WHAT YOU ARE ASKED TO DO: The result should be the listing below, restated exactly, with its pictures left out.

==== MATERIAL TO PROCESS ====

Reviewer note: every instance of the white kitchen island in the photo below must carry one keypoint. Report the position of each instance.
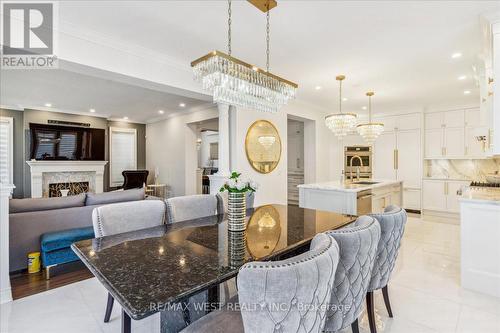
(480, 245)
(353, 198)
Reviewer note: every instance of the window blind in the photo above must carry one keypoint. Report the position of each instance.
(123, 153)
(6, 150)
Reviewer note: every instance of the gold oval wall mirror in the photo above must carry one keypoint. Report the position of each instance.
(263, 146)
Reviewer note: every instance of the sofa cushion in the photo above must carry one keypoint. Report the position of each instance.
(57, 240)
(37, 204)
(112, 197)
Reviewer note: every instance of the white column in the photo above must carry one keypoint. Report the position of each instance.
(5, 290)
(218, 179)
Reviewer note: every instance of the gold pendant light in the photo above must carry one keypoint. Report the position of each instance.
(370, 131)
(341, 123)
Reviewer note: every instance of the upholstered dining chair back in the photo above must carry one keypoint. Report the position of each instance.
(290, 295)
(392, 224)
(127, 216)
(191, 207)
(222, 197)
(358, 246)
(134, 178)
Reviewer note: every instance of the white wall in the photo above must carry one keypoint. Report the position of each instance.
(207, 138)
(171, 146)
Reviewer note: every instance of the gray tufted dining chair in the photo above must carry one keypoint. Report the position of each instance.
(280, 296)
(392, 223)
(190, 207)
(358, 247)
(122, 217)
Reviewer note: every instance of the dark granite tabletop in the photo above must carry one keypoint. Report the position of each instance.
(172, 262)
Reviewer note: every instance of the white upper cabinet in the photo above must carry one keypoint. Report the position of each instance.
(384, 163)
(474, 118)
(409, 159)
(454, 143)
(454, 118)
(433, 120)
(434, 143)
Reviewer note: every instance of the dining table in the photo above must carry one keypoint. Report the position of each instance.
(148, 269)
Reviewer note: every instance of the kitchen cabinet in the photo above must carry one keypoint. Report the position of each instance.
(454, 143)
(434, 195)
(473, 147)
(434, 139)
(383, 157)
(397, 156)
(442, 195)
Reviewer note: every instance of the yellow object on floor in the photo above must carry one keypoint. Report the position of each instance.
(33, 262)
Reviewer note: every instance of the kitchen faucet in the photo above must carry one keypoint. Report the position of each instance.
(358, 168)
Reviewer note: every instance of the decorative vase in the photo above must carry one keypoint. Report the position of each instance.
(236, 211)
(236, 248)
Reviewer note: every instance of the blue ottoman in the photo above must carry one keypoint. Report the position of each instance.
(56, 246)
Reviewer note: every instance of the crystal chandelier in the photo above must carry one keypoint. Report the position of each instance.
(370, 131)
(341, 123)
(267, 141)
(235, 82)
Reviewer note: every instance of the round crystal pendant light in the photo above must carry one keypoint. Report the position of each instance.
(341, 123)
(370, 131)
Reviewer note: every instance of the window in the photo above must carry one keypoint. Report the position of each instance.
(123, 153)
(6, 150)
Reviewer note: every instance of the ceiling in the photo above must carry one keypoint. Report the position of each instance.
(399, 49)
(72, 92)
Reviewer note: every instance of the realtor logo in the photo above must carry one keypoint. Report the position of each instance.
(28, 35)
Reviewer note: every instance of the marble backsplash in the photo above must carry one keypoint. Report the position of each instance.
(462, 169)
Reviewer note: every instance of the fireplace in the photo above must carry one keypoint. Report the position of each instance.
(47, 174)
(73, 188)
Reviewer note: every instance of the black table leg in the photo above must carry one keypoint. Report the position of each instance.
(213, 297)
(126, 323)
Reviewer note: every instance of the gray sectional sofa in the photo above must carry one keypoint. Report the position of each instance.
(30, 218)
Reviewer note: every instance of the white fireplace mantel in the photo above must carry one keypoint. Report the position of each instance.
(38, 168)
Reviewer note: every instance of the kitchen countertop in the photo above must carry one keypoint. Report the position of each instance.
(350, 187)
(489, 196)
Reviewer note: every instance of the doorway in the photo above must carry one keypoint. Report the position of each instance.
(207, 146)
(295, 157)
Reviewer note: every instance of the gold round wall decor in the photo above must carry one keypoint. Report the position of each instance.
(263, 146)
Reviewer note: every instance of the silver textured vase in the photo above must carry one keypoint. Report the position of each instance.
(236, 211)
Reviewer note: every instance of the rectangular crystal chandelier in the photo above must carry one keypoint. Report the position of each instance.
(234, 82)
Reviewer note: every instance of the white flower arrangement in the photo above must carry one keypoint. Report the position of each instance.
(236, 184)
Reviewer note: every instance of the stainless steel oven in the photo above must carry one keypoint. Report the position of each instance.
(358, 158)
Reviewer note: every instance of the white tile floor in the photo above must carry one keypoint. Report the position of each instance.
(425, 294)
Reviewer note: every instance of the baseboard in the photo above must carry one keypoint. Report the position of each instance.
(5, 295)
(441, 217)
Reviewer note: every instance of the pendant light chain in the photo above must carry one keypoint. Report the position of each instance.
(370, 108)
(229, 27)
(267, 39)
(340, 96)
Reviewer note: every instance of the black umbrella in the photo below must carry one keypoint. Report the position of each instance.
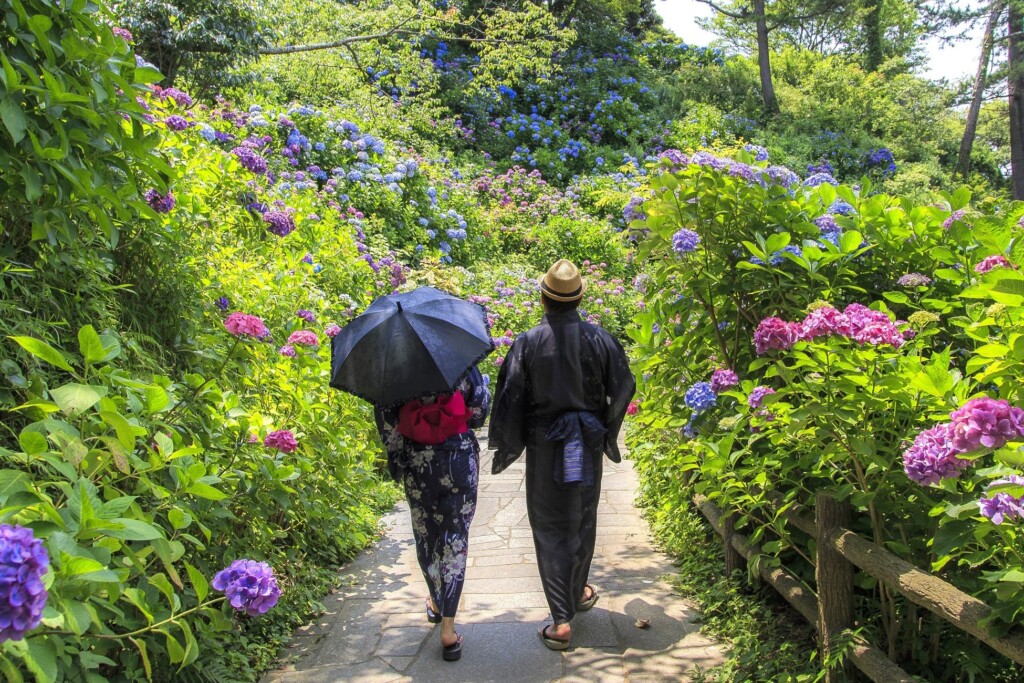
(410, 345)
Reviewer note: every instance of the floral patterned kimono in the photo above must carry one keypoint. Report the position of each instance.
(440, 486)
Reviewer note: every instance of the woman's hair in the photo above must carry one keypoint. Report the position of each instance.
(558, 306)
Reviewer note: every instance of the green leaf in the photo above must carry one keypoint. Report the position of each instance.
(199, 582)
(13, 118)
(132, 529)
(126, 433)
(850, 242)
(41, 659)
(75, 398)
(201, 489)
(89, 345)
(33, 442)
(43, 351)
(156, 398)
(13, 481)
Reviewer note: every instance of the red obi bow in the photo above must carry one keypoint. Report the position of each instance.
(433, 423)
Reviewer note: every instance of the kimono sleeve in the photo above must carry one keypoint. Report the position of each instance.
(620, 385)
(507, 435)
(477, 397)
(387, 423)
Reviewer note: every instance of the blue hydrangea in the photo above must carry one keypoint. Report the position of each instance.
(250, 586)
(819, 178)
(760, 154)
(23, 562)
(207, 131)
(842, 207)
(699, 397)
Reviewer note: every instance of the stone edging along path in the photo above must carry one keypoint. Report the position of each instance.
(375, 629)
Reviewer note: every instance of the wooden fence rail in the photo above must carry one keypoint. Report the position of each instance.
(830, 611)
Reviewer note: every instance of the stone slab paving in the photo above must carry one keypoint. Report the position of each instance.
(375, 629)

====

TASK ANSWER:
Reviewer note: every instance of the white kitchen island in the photo below must carry one keypoint. Report the position of each instance.
(480, 245)
(353, 198)
Reviewer note: every instance of the window blind in the photo above must carry one keypoint. Report the position of each instance.
(123, 153)
(6, 150)
Reviewer note: every instance of the gold oval wall mirror in the photo above must carry one keypoint. Report the position of each instance.
(263, 146)
Reviewer note: every instance of the sofa cushion in the photo above must carry one keypoint. Report the position of each instance.
(57, 240)
(37, 204)
(112, 197)
Reviewer note: every instance of the white column in the photo above must carry one keypoint. Report the position of each instance.
(5, 290)
(218, 179)
Reviewer note: every instance of the gold pendant light in the photo above must carry one keypoint. Report the position of each instance.
(370, 131)
(341, 123)
Reviewer note: every instance of the upholstered dining chair back in the photo above must carry one keypoint. Report the position of each instance.
(290, 295)
(392, 224)
(127, 216)
(191, 207)
(222, 197)
(358, 246)
(134, 178)
Reviewer note: every instance of the white wall in the photo above must carry one keypoint. Report the position of each instance.
(207, 138)
(171, 146)
Reviewer note: every instance of the gray tufted dining chair in the photo above must carry one keypoint. Report the position of each instance.
(280, 296)
(392, 223)
(190, 207)
(358, 247)
(122, 217)
Reviewer note: every instance of the dark granite tabletop in the photo above must carry one keypoint. Report the position of each instance.
(172, 262)
Reviewer note: every instance of the white upper cabinet in the photo above must carry one keypoint. Report the position of each instance.
(384, 163)
(474, 118)
(409, 159)
(454, 143)
(454, 118)
(433, 120)
(434, 143)
Reviewer note: every instance of the dining table in the photo above must carry one keypoint. Report the position of each instance.
(148, 269)
Reviewer note: every instance of the kitchen cabinet in the photo above must carry one keypoint. Report the position of each instance.
(454, 143)
(434, 195)
(473, 147)
(434, 139)
(383, 157)
(397, 156)
(442, 195)
Reviewer note: every instance of the yellow object on floor in the photo above must carry one keypoint. Report the position of each instance.
(33, 262)
Reviewer note: every instance of the kitchen faucet in the photo above must carry one keypoint. Report the position of each instance.
(358, 168)
Reviewer note: every instance of the decorative vase in the photo above must carry one keypoint. Report the position of each instance.
(236, 211)
(236, 248)
Reviewer note: every instance of the blue ottoman in the photo above must carry one keypoint. Report the position of each instance.
(56, 246)
Reviewer note: every instance of the crystal chandelier in the photo above must carry one keypoint. Report the position of each instance.
(370, 131)
(341, 123)
(267, 141)
(235, 82)
Reviewer note: every instance of the round crystal pendant light in the photo above must carry one keypoint. Report the position of each instance.
(341, 123)
(370, 131)
Reviewer note: every instance of the window in the photo above must carry one keypoint. Report the position of each instance.
(123, 153)
(6, 150)
Reviewer note: every instance of the ceiling in the photo above must carry one keypoint. Report the position of each instance.
(399, 49)
(72, 92)
Reviewer note: every instance of the realtor logo in the photo above must carry one keypoint. Report the position of each instance.
(28, 35)
Reviewer note: every instance of the marble backsplash in the photo above must carry one keypoint. Report the position of each instance.
(462, 169)
Reviewer note: every instance of the fireplace in the photo above must carry one keypoint. Report the position of each instance.
(47, 174)
(73, 188)
Reviewer note: every instance of the black table leg in the photo above must carry one keypoint. Report the position of each instance.
(213, 297)
(126, 323)
Reviewer note: every instance of the gray sectional sofa in the photo above must carry one keypoint. Report the position of each instance.
(30, 218)
Reviewer note: every instance of the white fireplace mantel in the photo above must carry one keypoint. Report the position of each instance.
(38, 168)
Reviewer note: every instance of the kitchen countertop in the photo above must carry one keypoint. Report the position of each instance.
(350, 187)
(489, 196)
Reviewer note: every instance of the doorway in the photo above must carry one keypoint. Report the position of each instance.
(207, 146)
(295, 157)
Reviewer note: every instance of the gold round wall decor in the photo above must carry one keypoint. Report the position of each instance.
(263, 146)
Reviewer note: every instance of the silver textured vase in the photo above must carry one keypoint. Report the position of each instance.
(236, 211)
Reviewer note: every instance of the rectangular crystal chandelier in the photo above must carry one keypoint. Report the position of each instance.
(234, 82)
Reviewer note: every instance of the white flower arrangement in the photo above must carry one keypoint. Report the position of each instance.
(236, 184)
Reviewer note: every instance of the stainless steel oven in the photo above must carry one keypoint. Report the position of each instance.
(358, 158)
Reviewer note: every instance of the white tile floor in the photo above must carry one keypoint. Report the position of each instance.
(425, 294)
Reviewer note: every instance of the baseboard in the photo above must carry one keypoint. Report the position of each instance.
(5, 295)
(441, 217)
Reviewer note: every instance of the pendant light chain in the photo above must carry one keypoint. Report the position of each instance.
(370, 108)
(229, 27)
(267, 39)
(340, 96)
Reviewer note: every instance of the black umbrella in the photo below must carry one keypoint. Report the position of each instance.
(410, 345)
Reviewer note: every instance of the floral patterned kimono in the photo above must carry one keypoint. Report the position of each instance.
(440, 486)
Reviewer note: every instance of the woman's hair in the photo above must carry one keypoint. Report the position of each instance.
(558, 306)
Reviewer note: every instance of the green leaf in the photo above must carry one keypoint. Report the position of each instance.
(199, 582)
(13, 118)
(132, 529)
(126, 433)
(850, 242)
(41, 659)
(75, 398)
(201, 489)
(89, 345)
(33, 442)
(43, 351)
(156, 398)
(13, 481)
Reviewer note: every instance of the red obi bow in the photo above must carry one keypoint. Report the position of each instance.
(433, 423)
Reviewer note: every instance of the kimono sleeve in the photo above must carry one keypoint. Report the position of each instance.
(620, 385)
(507, 435)
(477, 397)
(387, 423)
Reviewer note: every instance of the blue hydrangea in the photo above must carry one keypoint. Report the position of each instance.
(250, 586)
(819, 178)
(760, 154)
(23, 562)
(207, 131)
(842, 207)
(699, 397)
Reviewer note: every instance of the stone edging along path in the photo above must carry one keypoint. Report the position of each instance.
(375, 629)
Reviewer note: every instance of the wooden fence rail in the photo above must carry one keypoint. Report the position of each instance.
(830, 611)
Reviewer note: every instance of the stone slab paving in the photo above must carry one keypoint. Report the position of each instance.
(375, 629)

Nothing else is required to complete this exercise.